### TRY IT
Show, in full, each line of the data that contains "frame".

### DATA
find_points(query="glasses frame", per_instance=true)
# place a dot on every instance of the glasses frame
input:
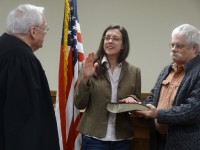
(177, 45)
(45, 29)
(113, 38)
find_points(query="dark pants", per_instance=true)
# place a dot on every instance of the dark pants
(89, 143)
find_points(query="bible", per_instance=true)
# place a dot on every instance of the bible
(124, 107)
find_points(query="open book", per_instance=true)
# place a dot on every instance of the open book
(124, 107)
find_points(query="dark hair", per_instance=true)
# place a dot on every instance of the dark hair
(101, 69)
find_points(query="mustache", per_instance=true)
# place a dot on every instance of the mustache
(176, 54)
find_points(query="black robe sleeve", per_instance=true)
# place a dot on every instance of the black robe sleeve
(27, 115)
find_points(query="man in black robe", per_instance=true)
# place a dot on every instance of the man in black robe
(27, 118)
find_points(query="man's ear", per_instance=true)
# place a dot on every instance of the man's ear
(33, 32)
(196, 48)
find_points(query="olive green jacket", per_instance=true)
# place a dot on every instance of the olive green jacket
(94, 97)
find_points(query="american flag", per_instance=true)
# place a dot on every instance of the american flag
(71, 53)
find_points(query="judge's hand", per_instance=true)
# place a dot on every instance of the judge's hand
(89, 67)
(151, 113)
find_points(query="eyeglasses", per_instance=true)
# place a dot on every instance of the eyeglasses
(45, 29)
(177, 45)
(113, 38)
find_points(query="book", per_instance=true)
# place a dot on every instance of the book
(124, 107)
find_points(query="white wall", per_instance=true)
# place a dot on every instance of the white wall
(148, 22)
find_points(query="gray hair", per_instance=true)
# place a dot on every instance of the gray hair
(189, 32)
(23, 17)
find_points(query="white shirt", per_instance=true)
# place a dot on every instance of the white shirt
(114, 79)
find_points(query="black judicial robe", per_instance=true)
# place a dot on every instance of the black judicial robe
(27, 118)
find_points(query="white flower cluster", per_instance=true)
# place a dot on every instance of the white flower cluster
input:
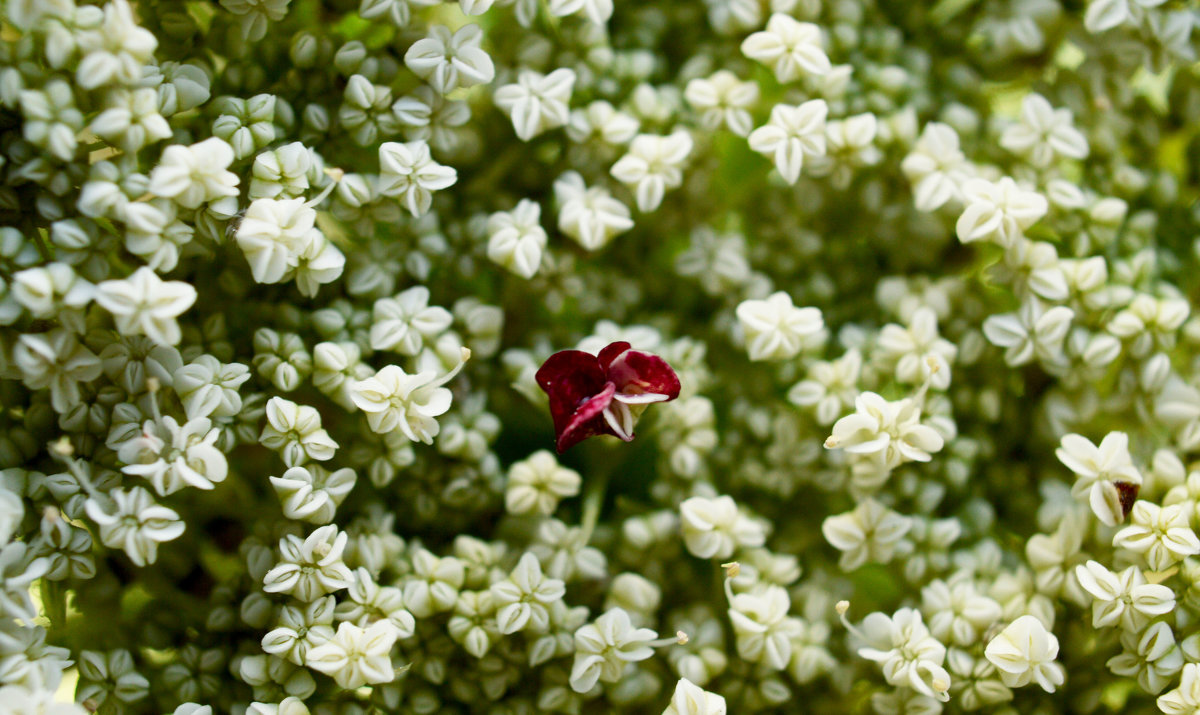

### ANSWER FOR THE TASK
find_points(query="glasses frame", per_instance=true)
# place a dot on every instance of the glasses frame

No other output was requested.